• _Work to complete_
Copy the lines below verbatim, from the first line through the one containing "401L380 447L366 453L680", both ends included. Omit the pictures from your copy.

[start]

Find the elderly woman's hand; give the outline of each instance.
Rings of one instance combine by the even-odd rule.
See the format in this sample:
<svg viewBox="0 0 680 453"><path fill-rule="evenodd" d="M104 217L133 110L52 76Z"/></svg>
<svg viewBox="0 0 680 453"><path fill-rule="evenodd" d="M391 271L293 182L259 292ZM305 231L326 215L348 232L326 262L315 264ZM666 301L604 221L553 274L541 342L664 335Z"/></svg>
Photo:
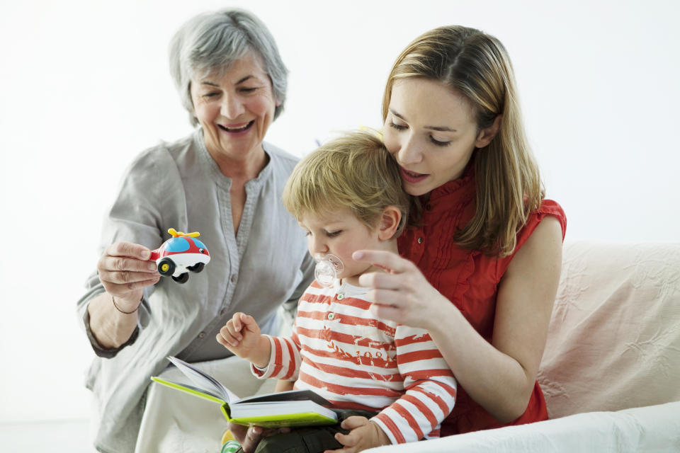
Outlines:
<svg viewBox="0 0 680 453"><path fill-rule="evenodd" d="M430 330L438 322L436 314L450 308L450 302L440 294L412 262L391 252L361 250L352 258L384 269L359 277L359 285L373 288L368 297L370 311L411 327Z"/></svg>
<svg viewBox="0 0 680 453"><path fill-rule="evenodd" d="M106 248L97 263L99 280L106 292L115 298L124 311L135 309L144 288L158 282L156 263L149 261L151 251L131 242L115 242Z"/></svg>

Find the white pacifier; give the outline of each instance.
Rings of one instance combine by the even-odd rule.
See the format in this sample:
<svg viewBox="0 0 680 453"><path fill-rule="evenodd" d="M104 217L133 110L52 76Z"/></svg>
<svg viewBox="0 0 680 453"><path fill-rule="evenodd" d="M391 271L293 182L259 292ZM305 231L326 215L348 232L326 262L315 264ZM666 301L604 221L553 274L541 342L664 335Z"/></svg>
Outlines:
<svg viewBox="0 0 680 453"><path fill-rule="evenodd" d="M333 286L338 274L345 268L342 261L330 253L326 256L317 253L314 256L314 260L317 262L317 267L314 268L314 276L317 281L327 288Z"/></svg>

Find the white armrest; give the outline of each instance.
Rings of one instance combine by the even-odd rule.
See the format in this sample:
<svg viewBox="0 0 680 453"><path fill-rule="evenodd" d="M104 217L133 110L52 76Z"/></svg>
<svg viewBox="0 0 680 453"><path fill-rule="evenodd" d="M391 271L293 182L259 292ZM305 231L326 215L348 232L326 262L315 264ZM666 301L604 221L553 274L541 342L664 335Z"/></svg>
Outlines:
<svg viewBox="0 0 680 453"><path fill-rule="evenodd" d="M680 401L380 447L366 453L680 452Z"/></svg>

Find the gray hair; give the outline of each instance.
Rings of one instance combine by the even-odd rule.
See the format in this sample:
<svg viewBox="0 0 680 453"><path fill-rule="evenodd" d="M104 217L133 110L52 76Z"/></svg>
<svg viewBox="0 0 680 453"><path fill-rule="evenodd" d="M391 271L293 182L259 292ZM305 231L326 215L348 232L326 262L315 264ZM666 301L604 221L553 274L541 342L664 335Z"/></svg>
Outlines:
<svg viewBox="0 0 680 453"><path fill-rule="evenodd" d="M196 16L177 30L170 41L170 74L192 125L198 120L193 116L191 79L223 71L249 52L261 57L271 80L274 98L280 103L274 110L276 120L283 110L288 70L261 21L248 11L228 8Z"/></svg>

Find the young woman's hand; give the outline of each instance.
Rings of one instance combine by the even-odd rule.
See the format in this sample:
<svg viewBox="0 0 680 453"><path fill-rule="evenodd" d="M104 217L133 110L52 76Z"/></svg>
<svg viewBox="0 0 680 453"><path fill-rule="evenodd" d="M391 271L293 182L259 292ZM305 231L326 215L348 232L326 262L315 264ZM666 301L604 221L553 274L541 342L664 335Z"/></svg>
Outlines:
<svg viewBox="0 0 680 453"><path fill-rule="evenodd" d="M271 346L269 340L260 333L255 319L237 312L217 333L217 343L237 357L246 359L258 368L269 363Z"/></svg>
<svg viewBox="0 0 680 453"><path fill-rule="evenodd" d="M266 430L260 426L244 426L229 423L229 430L234 435L236 441L241 444L244 453L252 453L257 448L260 441L267 436L278 432L290 432L290 428L281 428L278 430Z"/></svg>
<svg viewBox="0 0 680 453"><path fill-rule="evenodd" d="M359 277L359 285L373 288L368 294L376 316L430 330L436 324L438 313L451 304L423 275L415 264L392 252L360 250L352 258L384 269Z"/></svg>
<svg viewBox="0 0 680 453"><path fill-rule="evenodd" d="M389 445L387 437L377 423L370 421L366 417L353 415L342 420L340 426L349 430L349 434L338 432L335 439L343 445L343 448L336 450L327 450L324 453L357 453L363 450Z"/></svg>

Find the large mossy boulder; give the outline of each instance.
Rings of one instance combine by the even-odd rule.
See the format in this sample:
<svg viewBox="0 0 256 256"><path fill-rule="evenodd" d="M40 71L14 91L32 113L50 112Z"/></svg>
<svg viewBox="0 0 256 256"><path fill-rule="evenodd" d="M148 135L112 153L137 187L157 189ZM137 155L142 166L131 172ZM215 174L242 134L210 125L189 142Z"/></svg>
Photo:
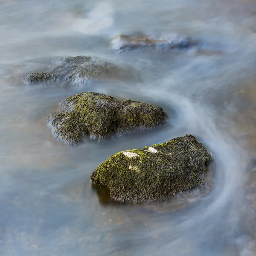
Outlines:
<svg viewBox="0 0 256 256"><path fill-rule="evenodd" d="M116 68L114 65L95 58L67 57L60 60L53 68L31 74L24 80L29 83L57 82L79 85L98 75Z"/></svg>
<svg viewBox="0 0 256 256"><path fill-rule="evenodd" d="M143 34L120 35L113 39L111 44L114 51L122 52L137 49L186 48L196 45L197 41L190 37L161 39Z"/></svg>
<svg viewBox="0 0 256 256"><path fill-rule="evenodd" d="M122 151L101 163L93 182L121 202L160 201L204 184L210 155L192 135L141 149Z"/></svg>
<svg viewBox="0 0 256 256"><path fill-rule="evenodd" d="M61 105L63 111L51 115L49 124L54 136L67 144L81 142L87 135L100 139L153 128L167 118L161 108L91 92L68 97Z"/></svg>

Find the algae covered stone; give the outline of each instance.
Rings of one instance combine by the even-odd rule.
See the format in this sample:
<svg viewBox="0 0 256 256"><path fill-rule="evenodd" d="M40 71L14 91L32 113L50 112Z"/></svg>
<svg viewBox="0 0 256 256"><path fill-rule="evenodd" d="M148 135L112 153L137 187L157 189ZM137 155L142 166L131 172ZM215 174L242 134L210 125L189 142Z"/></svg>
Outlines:
<svg viewBox="0 0 256 256"><path fill-rule="evenodd" d="M116 68L113 64L86 56L61 59L53 68L31 74L25 79L27 83L61 82L79 85L85 81Z"/></svg>
<svg viewBox="0 0 256 256"><path fill-rule="evenodd" d="M111 42L114 51L122 52L137 49L185 48L195 45L198 42L190 37L177 36L161 38L139 33L134 35L120 35Z"/></svg>
<svg viewBox="0 0 256 256"><path fill-rule="evenodd" d="M117 201L160 201L201 186L210 161L203 145L187 135L113 154L99 166L91 179L107 186Z"/></svg>
<svg viewBox="0 0 256 256"><path fill-rule="evenodd" d="M153 128L167 118L161 108L92 92L68 97L61 105L63 111L51 115L49 124L54 136L68 144L81 142L86 135L102 139L113 132Z"/></svg>

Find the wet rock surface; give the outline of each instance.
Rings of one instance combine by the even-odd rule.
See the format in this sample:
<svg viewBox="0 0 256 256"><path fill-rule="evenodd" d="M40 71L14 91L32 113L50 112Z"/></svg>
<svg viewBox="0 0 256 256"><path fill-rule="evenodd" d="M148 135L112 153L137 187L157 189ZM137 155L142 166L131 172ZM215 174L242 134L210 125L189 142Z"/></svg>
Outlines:
<svg viewBox="0 0 256 256"><path fill-rule="evenodd" d="M79 85L99 75L107 73L117 67L99 59L86 56L67 57L60 60L53 68L33 73L24 79L28 83L51 83Z"/></svg>
<svg viewBox="0 0 256 256"><path fill-rule="evenodd" d="M143 34L120 35L111 41L113 50L118 52L126 52L138 49L183 49L196 45L197 41L190 37L161 38Z"/></svg>
<svg viewBox="0 0 256 256"><path fill-rule="evenodd" d="M91 92L68 97L61 104L63 111L51 115L48 123L54 137L69 144L87 135L101 139L115 132L153 128L167 118L161 108Z"/></svg>
<svg viewBox="0 0 256 256"><path fill-rule="evenodd" d="M192 135L141 149L122 151L101 163L92 181L121 202L161 201L200 187L211 160Z"/></svg>

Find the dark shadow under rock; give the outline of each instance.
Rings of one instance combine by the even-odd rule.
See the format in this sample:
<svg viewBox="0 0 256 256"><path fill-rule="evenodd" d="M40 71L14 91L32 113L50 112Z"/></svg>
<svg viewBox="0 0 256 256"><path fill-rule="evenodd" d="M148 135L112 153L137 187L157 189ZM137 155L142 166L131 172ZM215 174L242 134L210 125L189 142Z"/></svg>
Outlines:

[end]

• _Task response_
Find the elderly woman's hand; give the outline of each instance.
Rings of one instance combine by the even-odd rule.
See the format in this sample:
<svg viewBox="0 0 680 453"><path fill-rule="evenodd" d="M104 217L133 110L52 76Z"/></svg>
<svg viewBox="0 0 680 453"><path fill-rule="evenodd" d="M391 271L293 182L259 292ZM305 231L326 215L348 232L326 262L315 264ZM666 301L604 221L553 274L541 342L664 335Z"/></svg>
Photo:
Outlines:
<svg viewBox="0 0 680 453"><path fill-rule="evenodd" d="M430 330L438 322L436 314L450 308L450 302L440 294L412 262L391 252L361 250L352 258L384 269L359 277L359 285L373 288L368 297L370 311L411 327Z"/></svg>
<svg viewBox="0 0 680 453"><path fill-rule="evenodd" d="M106 248L97 263L99 280L106 292L115 298L124 311L135 309L144 288L158 282L156 263L149 261L151 251L131 242L115 242Z"/></svg>

Find the white pacifier; give the outline of each instance.
Rings of one instance combine by the even-odd rule.
See the format in this sample:
<svg viewBox="0 0 680 453"><path fill-rule="evenodd" d="M104 217L133 110L52 76Z"/></svg>
<svg viewBox="0 0 680 453"><path fill-rule="evenodd" d="M391 271L293 182L259 292ZM305 231L326 215L348 232L326 262L315 264ZM666 301L604 221L553 274L541 342L664 335Z"/></svg>
Outlines:
<svg viewBox="0 0 680 453"><path fill-rule="evenodd" d="M333 286L338 274L345 268L342 261L330 253L326 256L317 253L314 256L314 260L317 262L317 267L314 268L314 276L317 281L327 288Z"/></svg>

Find the white armrest; give the outline of each instance.
Rings of one instance combine by the even-odd rule.
See the format in this sample:
<svg viewBox="0 0 680 453"><path fill-rule="evenodd" d="M104 217L133 110L52 76Z"/></svg>
<svg viewBox="0 0 680 453"><path fill-rule="evenodd" d="M391 271L293 182L259 292ZM305 231L326 215L348 232L326 262L315 264ZM666 301L604 221L553 274L541 342L664 335Z"/></svg>
Outlines:
<svg viewBox="0 0 680 453"><path fill-rule="evenodd" d="M680 401L380 447L366 453L680 452Z"/></svg>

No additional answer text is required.